• **REQUIREMENT**
Pull out every item below and reproduce each one verbatim, line for line.

• **DATASET ROWS**
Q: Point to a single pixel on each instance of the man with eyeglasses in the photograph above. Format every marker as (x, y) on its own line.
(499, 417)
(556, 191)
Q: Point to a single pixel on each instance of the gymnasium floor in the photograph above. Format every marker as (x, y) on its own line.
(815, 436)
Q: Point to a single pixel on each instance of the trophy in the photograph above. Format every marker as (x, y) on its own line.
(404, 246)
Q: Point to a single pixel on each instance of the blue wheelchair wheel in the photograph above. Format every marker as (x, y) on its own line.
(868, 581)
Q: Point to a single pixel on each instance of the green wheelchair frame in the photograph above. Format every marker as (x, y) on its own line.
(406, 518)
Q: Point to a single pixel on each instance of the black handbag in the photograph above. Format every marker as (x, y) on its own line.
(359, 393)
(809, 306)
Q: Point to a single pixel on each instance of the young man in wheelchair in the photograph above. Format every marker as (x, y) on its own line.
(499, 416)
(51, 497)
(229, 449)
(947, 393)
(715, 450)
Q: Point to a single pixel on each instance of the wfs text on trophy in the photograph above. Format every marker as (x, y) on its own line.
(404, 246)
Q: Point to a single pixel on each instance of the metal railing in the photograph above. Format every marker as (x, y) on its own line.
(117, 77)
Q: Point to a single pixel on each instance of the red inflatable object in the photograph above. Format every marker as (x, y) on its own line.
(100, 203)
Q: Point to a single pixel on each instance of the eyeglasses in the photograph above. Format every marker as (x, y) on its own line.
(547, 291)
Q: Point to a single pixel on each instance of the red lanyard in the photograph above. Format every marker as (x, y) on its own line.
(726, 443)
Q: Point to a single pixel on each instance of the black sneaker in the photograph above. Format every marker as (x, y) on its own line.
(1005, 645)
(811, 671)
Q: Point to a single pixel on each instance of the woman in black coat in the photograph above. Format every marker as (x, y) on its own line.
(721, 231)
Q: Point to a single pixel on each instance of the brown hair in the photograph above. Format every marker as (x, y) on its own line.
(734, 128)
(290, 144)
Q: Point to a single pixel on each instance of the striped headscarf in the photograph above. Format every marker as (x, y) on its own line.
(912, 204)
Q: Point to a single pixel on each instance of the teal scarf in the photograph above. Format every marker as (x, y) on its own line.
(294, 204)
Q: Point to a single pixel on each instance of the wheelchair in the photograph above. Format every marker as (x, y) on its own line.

• **RESULT BELOW**
Q: Point to a single pixel on each instance of the man with eyeglasses in the photograph above. Format every marker as (x, y) on its own line.
(499, 417)
(556, 191)
Q: Point to a single pixel on each instance of the gymnasium floor in the photograph above. Format every marker as (x, y) on its own line.
(815, 436)
Q: Point to a single pixel on each instance of the trophy in the photograph above. Format every marker as (x, y) on its own line.
(404, 246)
Q: Point to a single pixel on each instance of the blue wheelchair wheel in the photograph above. Format every marker as (x, y) on its own line.
(868, 581)
Q: Point to a single pixel on each instance of the green wheelchair frame in the photograph above. Format every marker as (x, y) on its own line.
(406, 518)
Q: Point to a single pixel on each instance of the black handbag in the photograph above. Format every marker as (x, y) on its own line.
(359, 393)
(809, 306)
Q: Point to a single pixel on each instance of the young man in wheelchair in the photograph above. Format every marker as (x, y) on its own line.
(499, 416)
(51, 497)
(229, 449)
(947, 393)
(715, 450)
Q: Point to a single pixel on each instance of the wfs text on trophy in the photograph above. Format every marker as (x, y) on its own line.
(404, 246)
Q: Point to a single pixel on each instance of the metal railing in the photograph above. Format every marker as (x, y) on its own line.
(117, 77)
Q: Point to a single pixel on each instance of the red inflatable object in the photograph above. Format every marker as (x, y) on its own line.
(100, 203)
Q: Point to a single pixel on each instance of the eyeglasses in the photograph above. Format every marker as (x, y) on its own line.
(547, 291)
Q: Point to a single pixel on each instance of the red lanyard in the photograph above. Format every marker as (x, y) on its own line.
(726, 443)
Q: Point to a single pixel on each instance of the black sneaker in the photograph above. Format every marker as (x, y) on its own line.
(1005, 645)
(811, 671)
Q: Point to a single pixel on each instance of the woman in black coat in the photograph above. Format every marker as (x, y) on its own line.
(721, 231)
Q: Point to a single pixel on each instance of the brown hair in the photograph above. Format every marker as (x, y) on its own line.
(734, 128)
(290, 144)
Q: Point to a single pixel on each instance of the striped headscarf in the photograph above. Format every marker as (x, y) on its own line.
(912, 204)
Q: Point to a single pixel on each instance of the teal scarf in the photograph above. Format every marker as (x, y) on its own line.
(294, 204)
Q: Point to a single pixel on each instance of the wheelchair in the photograph above. Format every marker as (x, y) on its own line.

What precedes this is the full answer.